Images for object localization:

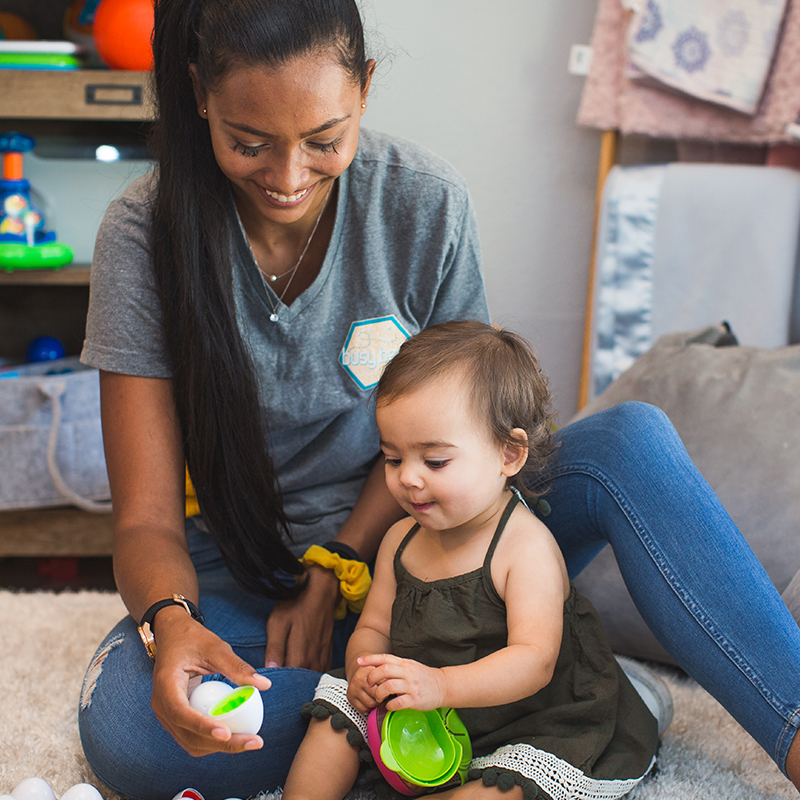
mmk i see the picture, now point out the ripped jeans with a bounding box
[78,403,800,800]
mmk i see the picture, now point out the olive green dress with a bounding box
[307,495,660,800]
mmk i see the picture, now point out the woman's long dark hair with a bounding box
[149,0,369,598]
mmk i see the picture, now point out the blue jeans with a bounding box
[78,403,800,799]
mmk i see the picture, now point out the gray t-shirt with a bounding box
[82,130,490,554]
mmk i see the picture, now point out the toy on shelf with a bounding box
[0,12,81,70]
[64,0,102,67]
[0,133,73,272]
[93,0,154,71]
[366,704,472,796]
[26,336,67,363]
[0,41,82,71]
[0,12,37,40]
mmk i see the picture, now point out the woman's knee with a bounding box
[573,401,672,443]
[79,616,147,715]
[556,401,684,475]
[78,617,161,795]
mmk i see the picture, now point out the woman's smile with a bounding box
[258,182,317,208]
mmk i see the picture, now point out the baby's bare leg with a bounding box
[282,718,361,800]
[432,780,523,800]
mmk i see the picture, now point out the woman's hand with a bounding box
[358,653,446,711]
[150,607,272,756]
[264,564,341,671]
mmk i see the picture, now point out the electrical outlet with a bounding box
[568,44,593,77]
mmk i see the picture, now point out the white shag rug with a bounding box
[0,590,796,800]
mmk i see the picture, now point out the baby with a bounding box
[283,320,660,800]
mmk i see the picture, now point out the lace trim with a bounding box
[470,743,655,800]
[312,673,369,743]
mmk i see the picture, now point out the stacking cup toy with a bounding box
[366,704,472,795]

◆ REQUIRED WORK ◆
Could you restate every record above word for word, dropping the pictures?

◆ OUTPUT OF THE EXERCISE ◆
mmk i see the picture, now point out the ripped jeans with a bounding box
[78,403,800,800]
mmk i see the picture, now point out the olive green dress with a bounding box
[307,495,660,800]
mmk i see the picture, now point out the woman's long dark hair with a bounding box
[149,0,369,598]
mmk i see the picture, now point out the blue jeans with a bounding box
[78,403,800,799]
mmk i see the picture, now point out the gray t-shirt with a bounding box
[82,130,490,554]
mmk i see the picture, now point out the toy on shelf with a bounding box
[0,12,81,70]
[64,0,102,67]
[0,133,73,272]
[93,0,154,71]
[366,704,472,796]
[26,336,67,363]
[0,41,82,71]
[0,12,37,40]
mmk i see the picture, now point out the woman's knee with a bounding box
[573,401,672,443]
[79,616,147,715]
[556,401,684,475]
[78,617,161,795]
mmk i see the picture, now point out the woman's smile with a bounding box
[258,182,317,208]
mmk i see the picture, now point out the baby's bare leg with a bounding box
[282,718,361,800]
[432,780,523,800]
mmk i see the picture, now point out the woman's hand with a bounding box
[358,653,446,711]
[150,607,272,756]
[264,564,341,671]
mmk i see the picture, now point out the electrical outlet with a bounding box
[568,44,593,77]
mmk i see the picture, now point out the white shag rug with a bounding box
[0,590,796,800]
mmk i see the picture, now point out the baby with a bounding box
[283,320,660,800]
mmk i see the picture, now point out the lace trim with a bounding box
[470,743,655,800]
[312,673,369,743]
mmk i see the picture, now point out the stacking cup toy with a bounding box
[366,704,472,795]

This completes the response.